DOCUMENT SEGMENT =
^^^^^^^^

Tuesday, January 03, 2012

Monday is a Honey Badger and Other Days of The Week

Sometimes, when you have too much time to do nothing, you come up with all sorts of ridiculous thoughts and ideas. For instance, who was the first guy to eat an egg? I'll tell you who he was. He was bored and hungry. Bored enough and hungry enough to eat something that came from a chicken's ass. Fact.

I was similarly afflicted the other day, minus the hunger part. Unfortunately, my idea was not quite so earth-shattering as the eggs-as-food thing (omelettes...mmmmmmmm). That's a once in a millennium discovery. No, instead I set about determining which animals best represented each day of the week. What can I say? I wrestle with complex issues on a daily basis and live life on a razor's edge.

Monday is a Honey Badger
"What the fuck are you looking at?"
By now, most people have heard of the Honey Badger. YouTube did its part as did Tyrann Mathieu. But my first awareness of the Honey Badger came from Ben Thompson's blog, Badass of The Week. Read it here! There are certain life lessons to be learned from the Honey Badger. One of them is this: If something is named in an incongruous way, a sweet name and a mean name stuck together in one name for instance, that thing is not to be fucked with. At the very least it's unpredictable. Puff Adder. Eyelash Viper. Honey Badger. Marshmallow Shark...ok, I made that one up, but you get the point. Anyhow, Thompson makes the point that the Honey Badger has been known to run beneath male lions and bite off their balls! Now, what's Monday if not a chomp to the balls?

Tuesday is a Tiger Shark
Nom, Nom, Nom!

^^^^^^^^

PROMPT 1 = List every name that the blog post gives as an example of a sweet word and a mean word joined in one name, including the one the writer admits to making up.
The rows that follow come from a different source than the blog post.

RECORDS SHOWN =

^^^^^^^^

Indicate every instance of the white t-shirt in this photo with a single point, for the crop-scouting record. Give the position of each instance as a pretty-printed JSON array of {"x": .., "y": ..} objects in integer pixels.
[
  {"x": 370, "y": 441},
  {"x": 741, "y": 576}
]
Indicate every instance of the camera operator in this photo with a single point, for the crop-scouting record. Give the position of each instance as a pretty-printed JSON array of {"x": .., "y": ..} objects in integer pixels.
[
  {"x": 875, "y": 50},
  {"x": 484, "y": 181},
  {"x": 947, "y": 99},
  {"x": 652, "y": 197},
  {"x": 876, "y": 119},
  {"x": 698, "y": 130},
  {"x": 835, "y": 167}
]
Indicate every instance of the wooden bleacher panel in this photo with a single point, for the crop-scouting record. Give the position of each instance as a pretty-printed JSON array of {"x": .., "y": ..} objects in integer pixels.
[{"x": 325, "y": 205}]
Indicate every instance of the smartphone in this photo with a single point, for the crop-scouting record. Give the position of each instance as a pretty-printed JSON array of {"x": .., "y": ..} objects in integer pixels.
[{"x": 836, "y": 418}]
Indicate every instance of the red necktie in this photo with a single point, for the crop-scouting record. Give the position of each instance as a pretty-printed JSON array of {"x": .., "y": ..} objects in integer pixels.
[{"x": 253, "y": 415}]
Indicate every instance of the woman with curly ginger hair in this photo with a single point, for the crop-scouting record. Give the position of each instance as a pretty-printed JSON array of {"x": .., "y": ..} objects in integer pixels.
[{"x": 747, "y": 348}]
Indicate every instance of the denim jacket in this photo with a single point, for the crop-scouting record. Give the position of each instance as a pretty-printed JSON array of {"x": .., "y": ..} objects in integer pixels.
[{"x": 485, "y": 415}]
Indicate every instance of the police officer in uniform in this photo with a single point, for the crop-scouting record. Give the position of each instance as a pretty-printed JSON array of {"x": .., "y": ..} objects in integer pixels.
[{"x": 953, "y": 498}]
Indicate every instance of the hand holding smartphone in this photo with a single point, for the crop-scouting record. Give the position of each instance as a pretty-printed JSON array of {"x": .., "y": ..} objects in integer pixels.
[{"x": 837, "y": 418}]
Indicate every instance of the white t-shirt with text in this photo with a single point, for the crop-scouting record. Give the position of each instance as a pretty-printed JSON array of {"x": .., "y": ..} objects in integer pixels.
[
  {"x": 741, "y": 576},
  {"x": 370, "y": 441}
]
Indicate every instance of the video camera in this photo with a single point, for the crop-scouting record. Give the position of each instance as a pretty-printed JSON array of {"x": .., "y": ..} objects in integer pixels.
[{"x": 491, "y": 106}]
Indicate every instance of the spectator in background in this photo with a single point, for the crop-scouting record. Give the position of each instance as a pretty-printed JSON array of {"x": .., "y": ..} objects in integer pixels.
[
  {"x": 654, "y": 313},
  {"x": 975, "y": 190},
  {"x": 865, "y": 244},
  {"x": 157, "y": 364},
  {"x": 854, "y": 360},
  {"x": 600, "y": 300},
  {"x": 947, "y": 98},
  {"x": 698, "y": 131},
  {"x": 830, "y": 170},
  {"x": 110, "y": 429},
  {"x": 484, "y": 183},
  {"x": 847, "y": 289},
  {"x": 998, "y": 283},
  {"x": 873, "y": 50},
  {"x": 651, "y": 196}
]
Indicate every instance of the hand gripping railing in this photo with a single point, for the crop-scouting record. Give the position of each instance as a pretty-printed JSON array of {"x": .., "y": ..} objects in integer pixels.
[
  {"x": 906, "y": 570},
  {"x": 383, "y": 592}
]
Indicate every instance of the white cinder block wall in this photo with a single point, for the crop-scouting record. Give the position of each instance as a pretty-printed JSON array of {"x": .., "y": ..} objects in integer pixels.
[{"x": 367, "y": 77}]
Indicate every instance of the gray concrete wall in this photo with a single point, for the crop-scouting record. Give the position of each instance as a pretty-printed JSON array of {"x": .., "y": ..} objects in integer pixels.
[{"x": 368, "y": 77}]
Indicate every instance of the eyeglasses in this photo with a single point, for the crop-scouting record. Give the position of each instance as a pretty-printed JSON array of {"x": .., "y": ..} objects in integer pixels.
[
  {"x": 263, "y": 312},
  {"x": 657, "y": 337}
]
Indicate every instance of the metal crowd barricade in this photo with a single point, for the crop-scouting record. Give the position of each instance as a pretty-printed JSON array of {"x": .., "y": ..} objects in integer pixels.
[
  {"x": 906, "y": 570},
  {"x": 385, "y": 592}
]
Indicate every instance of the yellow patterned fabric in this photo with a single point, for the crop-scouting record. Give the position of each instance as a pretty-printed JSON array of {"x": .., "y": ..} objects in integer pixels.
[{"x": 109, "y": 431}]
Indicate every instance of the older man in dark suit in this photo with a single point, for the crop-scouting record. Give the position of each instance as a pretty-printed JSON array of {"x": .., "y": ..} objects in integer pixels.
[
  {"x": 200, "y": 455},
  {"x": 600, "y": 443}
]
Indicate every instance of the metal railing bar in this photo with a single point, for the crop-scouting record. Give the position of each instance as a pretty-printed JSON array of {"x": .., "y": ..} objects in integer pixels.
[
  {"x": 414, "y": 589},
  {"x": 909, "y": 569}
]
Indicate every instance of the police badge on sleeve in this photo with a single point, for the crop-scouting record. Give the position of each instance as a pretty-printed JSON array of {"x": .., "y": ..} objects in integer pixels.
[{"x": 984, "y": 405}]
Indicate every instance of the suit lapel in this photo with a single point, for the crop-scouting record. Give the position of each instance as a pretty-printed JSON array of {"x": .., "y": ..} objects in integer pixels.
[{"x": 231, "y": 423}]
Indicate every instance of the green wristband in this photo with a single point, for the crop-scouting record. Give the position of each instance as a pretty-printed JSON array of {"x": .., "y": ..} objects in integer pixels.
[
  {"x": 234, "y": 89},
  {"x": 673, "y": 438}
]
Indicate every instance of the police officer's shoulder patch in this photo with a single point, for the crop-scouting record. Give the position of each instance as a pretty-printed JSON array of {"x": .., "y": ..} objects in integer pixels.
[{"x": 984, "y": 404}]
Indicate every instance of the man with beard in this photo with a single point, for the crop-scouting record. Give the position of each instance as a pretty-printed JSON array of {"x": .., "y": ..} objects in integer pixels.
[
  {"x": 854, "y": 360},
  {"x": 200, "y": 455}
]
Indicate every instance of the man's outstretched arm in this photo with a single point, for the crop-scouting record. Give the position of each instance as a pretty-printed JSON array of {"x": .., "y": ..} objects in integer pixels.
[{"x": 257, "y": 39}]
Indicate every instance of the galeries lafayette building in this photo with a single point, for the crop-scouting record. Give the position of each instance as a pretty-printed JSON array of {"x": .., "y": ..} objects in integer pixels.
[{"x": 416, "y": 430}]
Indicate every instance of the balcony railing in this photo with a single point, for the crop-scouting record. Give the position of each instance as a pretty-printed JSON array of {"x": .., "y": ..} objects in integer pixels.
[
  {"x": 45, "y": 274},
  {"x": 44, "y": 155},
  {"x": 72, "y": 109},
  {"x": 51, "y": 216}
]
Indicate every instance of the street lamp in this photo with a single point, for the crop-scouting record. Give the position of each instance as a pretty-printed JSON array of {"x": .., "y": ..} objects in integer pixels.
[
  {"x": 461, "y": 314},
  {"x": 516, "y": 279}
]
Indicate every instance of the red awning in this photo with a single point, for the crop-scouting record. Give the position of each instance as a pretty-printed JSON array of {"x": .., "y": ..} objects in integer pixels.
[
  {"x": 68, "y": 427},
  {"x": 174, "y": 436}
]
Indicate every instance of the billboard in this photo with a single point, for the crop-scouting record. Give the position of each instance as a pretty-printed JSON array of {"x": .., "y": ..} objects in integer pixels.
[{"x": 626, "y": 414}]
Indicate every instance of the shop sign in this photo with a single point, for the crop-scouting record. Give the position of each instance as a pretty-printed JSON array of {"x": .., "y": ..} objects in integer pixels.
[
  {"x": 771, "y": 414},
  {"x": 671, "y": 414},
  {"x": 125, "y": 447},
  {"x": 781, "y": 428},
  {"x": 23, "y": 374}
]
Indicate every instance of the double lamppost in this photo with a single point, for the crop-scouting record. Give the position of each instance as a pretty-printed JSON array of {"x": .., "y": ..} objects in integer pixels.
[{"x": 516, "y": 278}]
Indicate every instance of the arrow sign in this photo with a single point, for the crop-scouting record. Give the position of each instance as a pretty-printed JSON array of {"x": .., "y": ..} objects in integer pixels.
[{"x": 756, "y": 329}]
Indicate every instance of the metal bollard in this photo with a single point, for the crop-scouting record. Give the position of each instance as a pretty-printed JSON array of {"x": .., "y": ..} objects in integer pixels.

^^^^^^^^

PROMPT 2 = Extract each line of the rows that contains the string "officer".

EXERCISE RESULT 1 = Puff Adder, Eyelash Viper, Honey Badger, Marshmallow Shark

EXERCISE RESULT 2 =
Indicate every instance of the police officer in uniform in this photo with a single point, for the crop-scouting record. Give the position of each instance as a pretty-printed JSON array of {"x": .., "y": ..} objects in integer pixels.
Indicate every instance of the police officer's shoulder patch in this photo with a single point, for the crop-scouting record. Give the position of each instance as a pretty-printed JSON array of {"x": .., "y": ..} objects in integer pixels.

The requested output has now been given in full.